=== Your task ===
Carry on the piece about barbers and their history, which comes before the data, by writing what follows its last sentence.

=== Document excerpt ===
Do you know the difference between a barber and a hairstylist? One cuts hair for boys and one cuts hair for girls, right? Well, not entirely.
A barber specializes in cutting men's hair, both on the head and sometimes on the face. Traditionally, barbers offered expert shaves of the face and neck. But like the waistcoat and the snap-brim hat, that part of the barber's role has considerably faded to obscurity. Still, a few old-school barbers continue to offer it.
The modern barber belongs to an ancient vocation, which earliest beginnings trace at least as far back as 3500 BC in Egypt That's more than 5,000 years – a lot of haircuts.
During the Middle Ages, barbers also acted as dentists and surgeons, performing minor medical procedures and treating illnesses. The red and white barber's pole began as an apparatus that would hold leeches used to draw blood (and the illness therein) out of the patient's body. In America, a blue stripe was sometimes added to represent the national colors. (Yay, America!)

=== Material provided ===
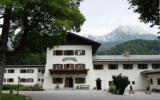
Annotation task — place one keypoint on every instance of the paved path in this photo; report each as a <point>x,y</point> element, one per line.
<point>87,95</point>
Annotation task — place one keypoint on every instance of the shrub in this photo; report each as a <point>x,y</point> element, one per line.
<point>37,88</point>
<point>22,87</point>
<point>112,89</point>
<point>121,82</point>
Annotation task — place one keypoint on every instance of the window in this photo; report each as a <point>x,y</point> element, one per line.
<point>80,66</point>
<point>155,66</point>
<point>23,80</point>
<point>158,81</point>
<point>22,71</point>
<point>127,66</point>
<point>80,52</point>
<point>5,71</point>
<point>80,80</point>
<point>58,52</point>
<point>68,66</point>
<point>112,66</point>
<point>4,80</point>
<point>30,80</point>
<point>133,82</point>
<point>110,83</point>
<point>57,66</point>
<point>30,71</point>
<point>98,67</point>
<point>57,80</point>
<point>11,71</point>
<point>26,71</point>
<point>151,81</point>
<point>68,52</point>
<point>142,66</point>
<point>43,71</point>
<point>10,80</point>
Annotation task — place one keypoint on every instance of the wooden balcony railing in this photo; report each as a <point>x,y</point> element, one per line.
<point>68,71</point>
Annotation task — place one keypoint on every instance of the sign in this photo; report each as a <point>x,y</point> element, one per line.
<point>69,58</point>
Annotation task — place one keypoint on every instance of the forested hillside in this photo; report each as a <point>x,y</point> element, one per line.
<point>139,47</point>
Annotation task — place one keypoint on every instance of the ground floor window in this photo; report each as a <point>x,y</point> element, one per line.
<point>80,80</point>
<point>57,80</point>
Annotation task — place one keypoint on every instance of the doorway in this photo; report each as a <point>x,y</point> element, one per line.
<point>98,84</point>
<point>69,82</point>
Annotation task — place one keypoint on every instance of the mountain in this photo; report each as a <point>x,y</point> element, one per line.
<point>136,47</point>
<point>122,34</point>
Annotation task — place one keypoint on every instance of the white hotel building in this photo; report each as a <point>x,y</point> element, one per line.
<point>75,65</point>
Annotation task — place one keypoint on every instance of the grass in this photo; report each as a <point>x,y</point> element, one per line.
<point>14,97</point>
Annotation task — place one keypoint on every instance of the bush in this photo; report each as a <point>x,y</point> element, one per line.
<point>121,82</point>
<point>112,89</point>
<point>22,87</point>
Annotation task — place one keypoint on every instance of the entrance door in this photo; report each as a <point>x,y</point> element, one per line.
<point>69,82</point>
<point>98,84</point>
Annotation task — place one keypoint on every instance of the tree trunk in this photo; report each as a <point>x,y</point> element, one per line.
<point>3,43</point>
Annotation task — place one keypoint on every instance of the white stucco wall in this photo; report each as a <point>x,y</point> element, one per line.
<point>133,74</point>
<point>154,77</point>
<point>17,73</point>
<point>52,59</point>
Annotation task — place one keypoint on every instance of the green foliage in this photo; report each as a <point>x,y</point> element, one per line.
<point>135,47</point>
<point>15,87</point>
<point>112,89</point>
<point>26,59</point>
<point>148,10</point>
<point>121,82</point>
<point>22,87</point>
<point>14,97</point>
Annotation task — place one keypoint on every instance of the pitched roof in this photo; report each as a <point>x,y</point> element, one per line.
<point>128,58</point>
<point>17,66</point>
<point>74,39</point>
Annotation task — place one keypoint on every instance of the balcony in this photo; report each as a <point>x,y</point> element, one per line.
<point>68,71</point>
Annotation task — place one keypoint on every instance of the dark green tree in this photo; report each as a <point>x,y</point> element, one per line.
<point>36,19</point>
<point>121,82</point>
<point>148,10</point>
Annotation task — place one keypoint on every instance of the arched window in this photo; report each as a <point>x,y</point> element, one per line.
<point>57,66</point>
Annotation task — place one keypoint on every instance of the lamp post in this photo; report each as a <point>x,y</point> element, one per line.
<point>18,85</point>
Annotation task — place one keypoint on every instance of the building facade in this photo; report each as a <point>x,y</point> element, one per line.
<point>74,65</point>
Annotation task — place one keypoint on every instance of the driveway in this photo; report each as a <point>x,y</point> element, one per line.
<point>87,95</point>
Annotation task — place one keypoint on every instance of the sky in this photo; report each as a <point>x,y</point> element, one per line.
<point>103,16</point>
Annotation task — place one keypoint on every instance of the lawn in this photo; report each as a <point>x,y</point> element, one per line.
<point>14,97</point>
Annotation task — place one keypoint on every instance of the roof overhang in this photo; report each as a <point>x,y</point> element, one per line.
<point>148,72</point>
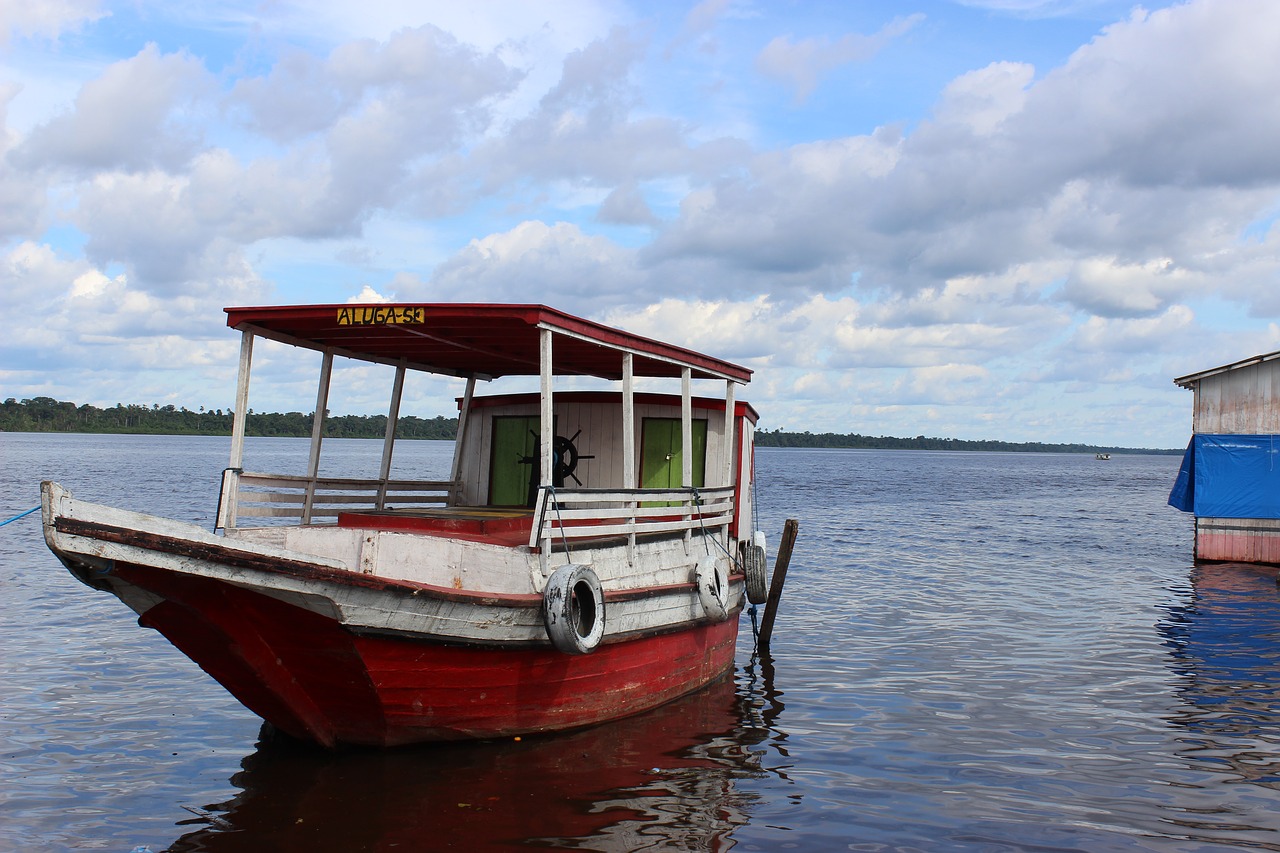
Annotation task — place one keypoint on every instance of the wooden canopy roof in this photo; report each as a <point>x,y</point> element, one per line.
<point>1192,378</point>
<point>475,340</point>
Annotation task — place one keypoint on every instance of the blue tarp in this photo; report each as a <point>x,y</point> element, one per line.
<point>1229,477</point>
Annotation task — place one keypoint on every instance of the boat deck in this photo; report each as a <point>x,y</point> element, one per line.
<point>499,525</point>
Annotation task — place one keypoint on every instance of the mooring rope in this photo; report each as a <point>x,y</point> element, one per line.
<point>19,515</point>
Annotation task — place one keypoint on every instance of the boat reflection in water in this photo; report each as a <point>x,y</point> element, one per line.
<point>1225,648</point>
<point>662,779</point>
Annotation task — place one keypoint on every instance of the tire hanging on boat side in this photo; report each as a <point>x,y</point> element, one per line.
<point>712,576</point>
<point>574,610</point>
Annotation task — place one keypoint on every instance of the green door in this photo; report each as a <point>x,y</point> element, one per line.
<point>661,463</point>
<point>513,465</point>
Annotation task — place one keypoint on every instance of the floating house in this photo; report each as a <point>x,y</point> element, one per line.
<point>1230,475</point>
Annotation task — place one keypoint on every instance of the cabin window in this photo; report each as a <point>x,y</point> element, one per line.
<point>513,466</point>
<point>661,465</point>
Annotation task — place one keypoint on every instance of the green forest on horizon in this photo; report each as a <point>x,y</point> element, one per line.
<point>49,415</point>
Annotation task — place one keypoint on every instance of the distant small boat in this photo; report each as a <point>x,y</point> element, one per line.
<point>586,559</point>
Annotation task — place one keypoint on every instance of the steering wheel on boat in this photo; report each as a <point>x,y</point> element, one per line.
<point>565,459</point>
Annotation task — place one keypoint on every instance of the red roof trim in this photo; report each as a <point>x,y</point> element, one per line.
<point>483,340</point>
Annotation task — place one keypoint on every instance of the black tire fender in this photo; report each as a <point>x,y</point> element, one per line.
<point>574,610</point>
<point>712,576</point>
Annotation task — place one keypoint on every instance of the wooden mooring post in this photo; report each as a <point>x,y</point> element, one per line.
<point>780,575</point>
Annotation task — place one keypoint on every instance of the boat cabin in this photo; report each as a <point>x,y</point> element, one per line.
<point>534,470</point>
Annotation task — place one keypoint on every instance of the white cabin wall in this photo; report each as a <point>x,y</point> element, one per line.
<point>600,424</point>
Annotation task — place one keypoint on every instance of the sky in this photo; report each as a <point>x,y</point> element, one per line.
<point>979,219</point>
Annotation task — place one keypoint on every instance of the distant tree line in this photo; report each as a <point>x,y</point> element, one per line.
<point>853,441</point>
<point>49,415</point>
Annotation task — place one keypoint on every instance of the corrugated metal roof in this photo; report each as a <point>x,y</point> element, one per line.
<point>475,340</point>
<point>1192,378</point>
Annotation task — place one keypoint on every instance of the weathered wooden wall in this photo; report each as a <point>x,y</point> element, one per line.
<point>600,424</point>
<point>1244,401</point>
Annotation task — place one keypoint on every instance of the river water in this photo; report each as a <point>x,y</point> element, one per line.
<point>974,652</point>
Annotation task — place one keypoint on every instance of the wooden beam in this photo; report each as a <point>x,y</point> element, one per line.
<point>780,576</point>
<point>318,432</point>
<point>384,471</point>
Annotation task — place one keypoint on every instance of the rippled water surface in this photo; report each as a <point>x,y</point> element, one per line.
<point>976,652</point>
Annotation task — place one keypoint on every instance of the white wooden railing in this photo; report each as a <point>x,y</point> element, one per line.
<point>580,514</point>
<point>305,500</point>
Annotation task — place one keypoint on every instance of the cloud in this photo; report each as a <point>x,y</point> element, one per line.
<point>129,118</point>
<point>803,63</point>
<point>48,18</point>
<point>1107,288</point>
<point>536,263</point>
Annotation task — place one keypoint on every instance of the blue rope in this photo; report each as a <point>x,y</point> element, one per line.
<point>19,515</point>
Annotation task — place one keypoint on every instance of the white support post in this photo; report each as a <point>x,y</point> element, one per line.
<point>686,441</point>
<point>686,429</point>
<point>730,446</point>
<point>316,433</point>
<point>629,423</point>
<point>629,443</point>
<point>461,439</point>
<point>730,420</point>
<point>384,471</point>
<point>547,429</point>
<point>231,484</point>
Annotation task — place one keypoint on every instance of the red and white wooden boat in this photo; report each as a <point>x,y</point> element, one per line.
<point>586,559</point>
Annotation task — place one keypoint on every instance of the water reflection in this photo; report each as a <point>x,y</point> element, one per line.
<point>1225,648</point>
<point>666,779</point>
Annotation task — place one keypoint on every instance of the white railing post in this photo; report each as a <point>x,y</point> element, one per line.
<point>730,422</point>
<point>316,433</point>
<point>461,438</point>
<point>384,471</point>
<point>686,443</point>
<point>629,443</point>
<point>231,486</point>
<point>547,428</point>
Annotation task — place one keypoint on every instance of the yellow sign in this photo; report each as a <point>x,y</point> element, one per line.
<point>380,315</point>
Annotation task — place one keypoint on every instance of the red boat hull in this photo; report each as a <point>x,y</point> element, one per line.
<point>314,679</point>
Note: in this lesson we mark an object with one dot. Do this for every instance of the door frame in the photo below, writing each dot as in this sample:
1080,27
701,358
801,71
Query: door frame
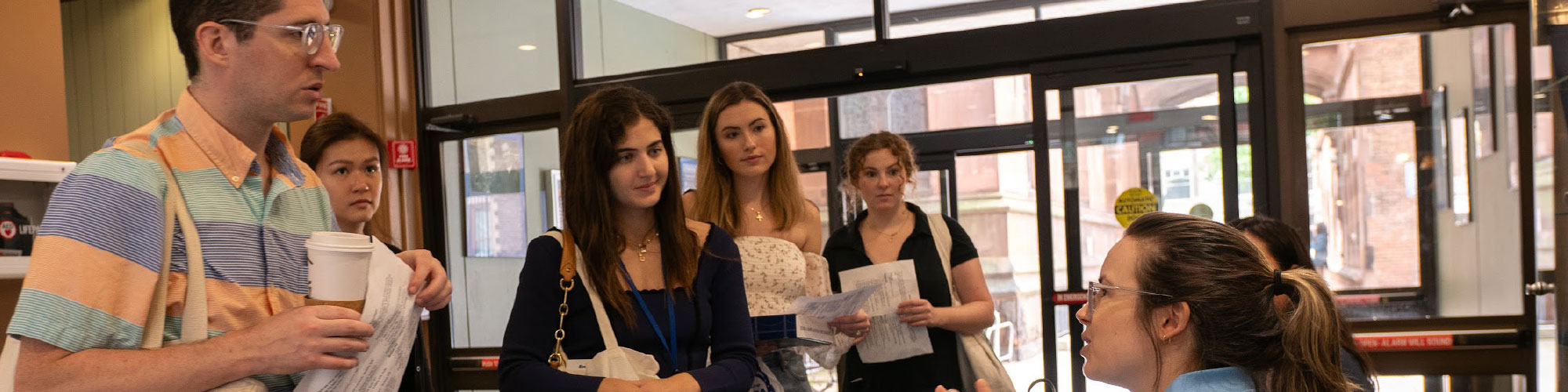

=== Answer ===
Barbers train in the cutting of men's hair and do not receive the other, more expansive training in coloring, texturing, or otherwise chemically altering the hair that hairstylists receive. If this makes you think barbers are less skilled than hairdressers, think again: like a doctor specializing in one system of the human body, barbers are trained and re-trained to deal with men's hair and all its weird tendencies and adjustments.
Barbers train intensively before cutting hair, usually undergoing a ten to twelve month training course and completing a written exam and practical demonstration. In the United States, barber training is given by specialized academies as well as many technical and voluntary schools. Some online training courses are starting to appear, too.
Each state has its own Barbering Board, which often includes certification for Cosmetology as well. The board will grant and renew licenses and will also sometimes certify a barber as a Master Barber, which declares his or her advanced level of technical skill and proficiency.
Hairstylists, as stated above, work at crafting new looks and arrangements for their clients' hair. They're not trained in trimming facial or neck growth, but they sometimes receive additional training in skin and nail care along hairstyling. In recent years, some cutting edge barbershops have begun to include hairstyling extras (colorizing, texturing, et cetera) into their men's hair care retinue.
Barber of Hairstylist?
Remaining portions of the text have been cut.